*Aim of the exercise*
In the excerpt on The Handmaid's Tale, what does Minghella compare working opposite Elisabeth Moss to?

*Excerpt to read*
--- start ---

With The Handmaid's Tale, Minghella is particularly intrigued by the complexity of Elisabeth Moss' portrayal of June this season, in which she's struggling to understand what motherhood means to her now that she's pregnant with Nick's baby, who, by law, is really Commander Waterford and his wife Serena Joy's. He says working opposite Moss is like a master class in acting.

"Whether we’re fighting and screaming at each other or we’re looking at each other silently across a large space, she gives so much to everything," he says, "It makes your life so much easier as an actor because there’s so much truth to play just by looking at somebody’s eye."

George Kraychyk/Hulu

Throughout the series, Nick — the chauffeur for Commander Waterford, an Eye, and June's lover — has been hard to read, and that's the point. "I think it’s a such a fun challenge to play this character that is a spy on a spy on a spy," he says. "[Nick] has to wear a mask to conceal a lot of emotionality."

But Minghella thinks this arranged marriage is cracking Nick's once-steely facade. "I feel strongly that Nick is in no way somebody who endorses this regime," he explains, but adds that this forced union with Eden is "just sort of a sickening onion peel of yet another aspect of how this society functions."

In Season 1, Nick tells June that "there's no point in trying to be tough or brave. Everybody breaks." It seems it might be Nick's time, which doesn't surprise Minghella. "I think he’s heroic in the sense that he ultimately always wants to do the right thing," he says. "I think he has a child to protect and a woman he loves and this is not a world where you want to have emotional investments, so it’s almost to his detriment now that he has something to fight for." But Nick is not like June, "who is in many ways ahead of Nick in terms of integrity and certainly how brave she is."

That's another reason he says men should watch The Handmaid's Tale: To see women who don't need saving, but rather support. It's something that's become even more obvious in the #MeToo era, where women can't be the only ones speaking out about systemic sexism.

"I’m deeply proud to be affiliated with something that I believe is on the right side of this conversation and is pushing this conversation forward," Minghella says. "I believe that film and television has the power to change perception and change people and inspire in this case, a resistance." Now, Minghella's just hoping he can encourage other men to join him.

--- end ---

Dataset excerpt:
--- start ---

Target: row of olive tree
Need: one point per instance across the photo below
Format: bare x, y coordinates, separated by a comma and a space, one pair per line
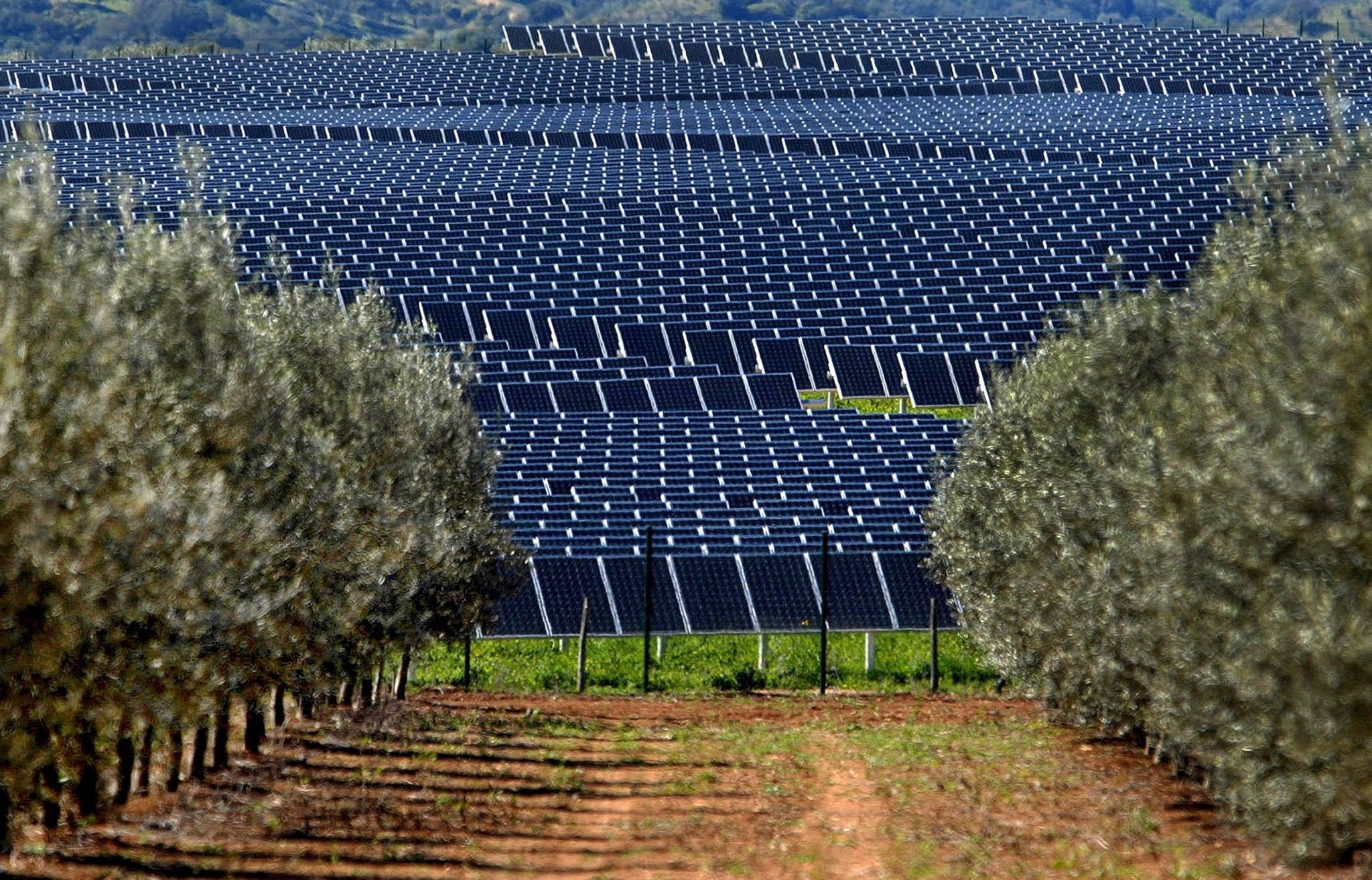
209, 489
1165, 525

--- end ---
--- start ---

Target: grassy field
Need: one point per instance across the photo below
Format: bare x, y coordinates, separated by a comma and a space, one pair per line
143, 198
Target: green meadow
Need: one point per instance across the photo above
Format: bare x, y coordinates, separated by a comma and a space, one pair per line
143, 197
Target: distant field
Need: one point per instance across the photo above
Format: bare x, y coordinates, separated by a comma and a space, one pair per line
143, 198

--- end ---
--- start ---

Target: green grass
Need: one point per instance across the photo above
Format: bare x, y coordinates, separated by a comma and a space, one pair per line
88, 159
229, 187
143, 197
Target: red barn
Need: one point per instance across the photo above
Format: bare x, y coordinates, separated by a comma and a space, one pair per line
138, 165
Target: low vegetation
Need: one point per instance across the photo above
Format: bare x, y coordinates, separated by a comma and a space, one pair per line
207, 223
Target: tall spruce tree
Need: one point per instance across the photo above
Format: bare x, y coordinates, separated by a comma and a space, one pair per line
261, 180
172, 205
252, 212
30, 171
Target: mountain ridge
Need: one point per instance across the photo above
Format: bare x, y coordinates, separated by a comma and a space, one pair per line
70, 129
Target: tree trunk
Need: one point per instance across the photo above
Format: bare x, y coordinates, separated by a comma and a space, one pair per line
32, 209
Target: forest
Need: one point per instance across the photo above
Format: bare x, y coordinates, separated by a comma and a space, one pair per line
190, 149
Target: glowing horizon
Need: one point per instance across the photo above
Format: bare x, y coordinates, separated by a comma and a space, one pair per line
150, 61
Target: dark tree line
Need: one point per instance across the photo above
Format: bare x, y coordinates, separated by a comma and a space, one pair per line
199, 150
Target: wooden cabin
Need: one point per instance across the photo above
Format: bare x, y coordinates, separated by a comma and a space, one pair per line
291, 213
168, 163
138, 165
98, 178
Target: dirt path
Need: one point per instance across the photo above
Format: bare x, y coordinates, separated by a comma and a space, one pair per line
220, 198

--- end ---

*Written answer*
A master class in acting.